## TASK BRIEF
Copy each of the following records word for word, without changing any line.

=-=-=-=-=

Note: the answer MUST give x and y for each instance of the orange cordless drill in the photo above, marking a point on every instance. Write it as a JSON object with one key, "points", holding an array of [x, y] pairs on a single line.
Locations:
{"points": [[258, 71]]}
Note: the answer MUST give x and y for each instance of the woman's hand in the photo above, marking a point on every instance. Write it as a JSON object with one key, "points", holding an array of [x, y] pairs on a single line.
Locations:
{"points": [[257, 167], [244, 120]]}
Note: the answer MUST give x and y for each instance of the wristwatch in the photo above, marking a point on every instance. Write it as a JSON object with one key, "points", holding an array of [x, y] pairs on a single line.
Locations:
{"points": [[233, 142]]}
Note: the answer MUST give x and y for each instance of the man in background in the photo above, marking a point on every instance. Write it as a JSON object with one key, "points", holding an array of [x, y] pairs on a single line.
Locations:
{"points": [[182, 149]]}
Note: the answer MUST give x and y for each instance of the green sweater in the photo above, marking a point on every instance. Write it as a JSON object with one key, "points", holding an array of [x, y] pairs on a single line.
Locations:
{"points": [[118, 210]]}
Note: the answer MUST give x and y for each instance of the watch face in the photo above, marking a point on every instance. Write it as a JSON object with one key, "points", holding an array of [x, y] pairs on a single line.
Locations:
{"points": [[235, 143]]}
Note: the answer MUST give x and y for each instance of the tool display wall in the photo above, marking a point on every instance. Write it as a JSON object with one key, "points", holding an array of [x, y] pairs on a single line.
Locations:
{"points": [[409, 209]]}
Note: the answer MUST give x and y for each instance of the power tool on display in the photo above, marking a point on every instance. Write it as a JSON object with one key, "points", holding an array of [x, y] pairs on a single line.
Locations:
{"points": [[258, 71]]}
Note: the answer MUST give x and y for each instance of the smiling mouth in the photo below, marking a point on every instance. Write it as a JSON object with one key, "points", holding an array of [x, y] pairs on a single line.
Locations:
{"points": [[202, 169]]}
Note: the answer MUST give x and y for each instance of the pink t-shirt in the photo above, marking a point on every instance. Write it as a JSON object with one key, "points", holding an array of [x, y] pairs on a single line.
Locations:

=-=-=-=-=

## CORRECT OUTPUT
Note: the answer MUST give x and y for each instance of the orange cordless drill in the photo above, marking a point on every instance. Write it as a JSON object with one key, "points", holding an array of [x, y] pairs on a single line.
Locations:
{"points": [[258, 71]]}
Note: the answer MUST give x and y for each instance of the woman's hand in the photo above, marking a point on every instance. Write it as a JSON object with one key, "points", holding an array of [x, y] pairs on a single line.
Locations:
{"points": [[257, 167], [244, 120]]}
Note: the answer MUST give x and y for each instance of the wristwatch in the photo above, marking a point on every instance. Write it as a JSON object with one key, "points", holding an array of [x, y] pairs on a single line.
Locations:
{"points": [[233, 142]]}
Note: the answer MUST give x and y for each instance of the man in background in the photo above, marking a point on every instance. Write it as a JSON object with one key, "points", holding an array of [x, y] pairs on a single line.
Locations:
{"points": [[182, 149]]}
Note: the answer MUST give x and y for each instance of the green sweater in the photo above, marking a point on every instance. Write it as a JSON object with one key, "points", holding an array of [x, y] pairs on a single line.
Locations:
{"points": [[118, 210]]}
Note: the answer MUST give x and y for each instance of the watch face in the photo above, marking a point on every instance. Write it as a JSON object with one key, "points", holding an array of [x, y] pairs on a single line.
Locations:
{"points": [[235, 143]]}
Note: the answer MUST give x and y for each instance of the tool display wall in the photo above, marking a point on every instance. Write it as a JSON object with one key, "points", holding an array of [x, y] pairs on a single line.
Locations:
{"points": [[409, 209]]}
Note: the answer MUST give x and y for each instance of the power tool on display in the photo above, marking a point on every instance. Write it as a JSON object with one key, "points", holding an array of [x, y] pairs on a single line.
Locations:
{"points": [[258, 71]]}
Note: the answer MUST give x and y for each instance of the smiling mouth in the photo below, marking a point on every instance. Write it as a JSON object with one key, "points", holding an array of [x, y] pairs on a single line.
Locations:
{"points": [[202, 169]]}
Note: the answer MUST give x and y for each instance of the pink t-shirt in the photo above, marking a point on every instance. Write it as a JSON object with one key, "points", holding an array of [x, y] pairs on a single line.
Locations:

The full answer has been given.